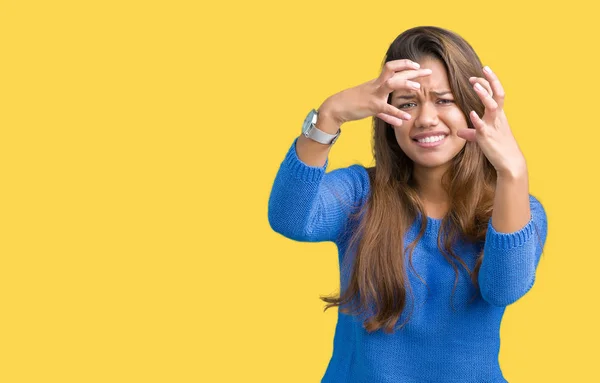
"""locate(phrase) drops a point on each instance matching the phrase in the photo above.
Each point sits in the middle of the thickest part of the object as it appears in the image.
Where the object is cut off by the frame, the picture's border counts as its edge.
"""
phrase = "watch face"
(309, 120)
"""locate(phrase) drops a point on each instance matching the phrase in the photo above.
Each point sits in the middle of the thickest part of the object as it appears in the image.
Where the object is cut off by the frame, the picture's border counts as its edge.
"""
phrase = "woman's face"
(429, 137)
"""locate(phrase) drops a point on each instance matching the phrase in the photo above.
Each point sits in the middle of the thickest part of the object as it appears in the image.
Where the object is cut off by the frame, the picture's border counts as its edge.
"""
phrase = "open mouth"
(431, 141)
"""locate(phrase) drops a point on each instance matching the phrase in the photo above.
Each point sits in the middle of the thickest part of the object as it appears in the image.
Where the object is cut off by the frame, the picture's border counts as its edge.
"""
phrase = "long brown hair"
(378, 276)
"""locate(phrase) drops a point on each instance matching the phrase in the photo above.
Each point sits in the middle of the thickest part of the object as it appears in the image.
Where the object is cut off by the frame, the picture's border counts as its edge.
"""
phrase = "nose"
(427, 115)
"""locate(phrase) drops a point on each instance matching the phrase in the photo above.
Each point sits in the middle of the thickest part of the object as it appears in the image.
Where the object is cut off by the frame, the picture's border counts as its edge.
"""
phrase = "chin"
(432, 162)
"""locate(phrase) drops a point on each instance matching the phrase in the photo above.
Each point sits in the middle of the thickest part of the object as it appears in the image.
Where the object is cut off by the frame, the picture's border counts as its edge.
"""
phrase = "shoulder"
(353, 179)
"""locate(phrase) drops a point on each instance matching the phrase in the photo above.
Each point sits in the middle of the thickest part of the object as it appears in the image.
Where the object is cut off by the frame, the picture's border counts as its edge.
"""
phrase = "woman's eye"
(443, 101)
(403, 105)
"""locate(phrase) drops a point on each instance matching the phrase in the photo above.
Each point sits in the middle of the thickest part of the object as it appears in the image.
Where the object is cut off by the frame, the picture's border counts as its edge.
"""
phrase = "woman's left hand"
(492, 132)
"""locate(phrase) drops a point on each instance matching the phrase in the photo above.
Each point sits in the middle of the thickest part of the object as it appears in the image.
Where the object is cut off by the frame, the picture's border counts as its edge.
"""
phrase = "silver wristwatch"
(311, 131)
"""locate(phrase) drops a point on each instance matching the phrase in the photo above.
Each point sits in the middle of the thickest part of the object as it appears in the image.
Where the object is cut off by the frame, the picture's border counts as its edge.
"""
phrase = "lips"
-=-=-
◆ What you are asked to do
Output the listing above exactly, excluding all pictures.

◆ Your response
"""locate(phrase) drops a point on each instance matching the phrase in the photo above.
Each point sits in the middle of the thickest part of the object as it appears in the image.
Where the object is cut off by the frame, the picture's border counts as its edge.
"""
phrase = "watch face"
(309, 120)
"""locate(phrase) drops a point on each instance matching the phrase in the photo above.
Each point sits in the middle of the thickest part of the object as it appears in the image.
Where the object is cut off by the frame, the picture's border counts as its edge.
"""
phrase = "woman's face"
(429, 137)
"""locate(phrase) drops a point on each instance matching the phrase in the photo above.
Each point sits in the middle of the thickest part of the object as it appears in the image.
Where the object is cut off by the frame, the picture's border counts as its edge.
"""
phrase = "open mouth"
(431, 141)
"""locate(phrase) drops a point on each instance matching the phrase in the photo above.
Each point sits in the middle of the thickest part of the object as it appears in the image.
Where the object is cut off by the frame, the picture's border counts as its edge.
"""
phrase = "long brown hair"
(378, 276)
"""locate(phrase) drops a point on each instance matching the phrase in the photo above.
Each point sits in the middle of the thickest part of the object as it appears in the image.
Where the object is cut off by the frame, the picture's border counts as its edge.
"""
phrase = "nose"
(427, 115)
"""locate(phrase) drops a point on each instance matching the phrase in the photo above.
Each point sits in the middle of the thickest part of the object as it appears in the image.
Where the object is cut off by the frame, the picture's border counts as its edge.
"""
phrase = "chin"
(432, 162)
"""locate(phrase) drops a point on each instance matching the phrase in the photo above.
Each point sits in the middle of the thickest part of the object as it appears in the image.
Where the object is cut off by the frame, the picture's border counts as its edge.
"""
phrase = "shoulder"
(353, 179)
"""locate(phrase) drops a point on each instance matching the phrase in the photo above.
Each point sits in the middle of the thickest part of the object as it appears in the image.
Where the object is cut off by the frame, the picture's border counts as its edge.
"""
phrase = "woman's eye"
(443, 101)
(403, 105)
"""locate(phrase) drops a point on each instance matching the phrase in the photo above.
Each point sits in the middle of the thickest part of the object as it appears in the image.
Where the object is cut off by the frame, the picture's border counts as its edge.
"""
phrase = "woman's left hand"
(492, 132)
"""locate(phrase) drops a point on each instance matching the phrase in the photo above.
Each point sits in the middle of the thickest part of the object as it appears in the image.
Where the object is cut off by the frame, the picture's border counts as its edge.
"""
phrase = "silver wristwatch"
(311, 131)
"""locate(phrase) drops a point on each instance matching the phrase in the photo above.
Each point sits in the middle of the thickest part of the object as it appears in the image.
Where the object is cut off by the frame, the picture's border counts as its edge.
"""
phrase = "lips"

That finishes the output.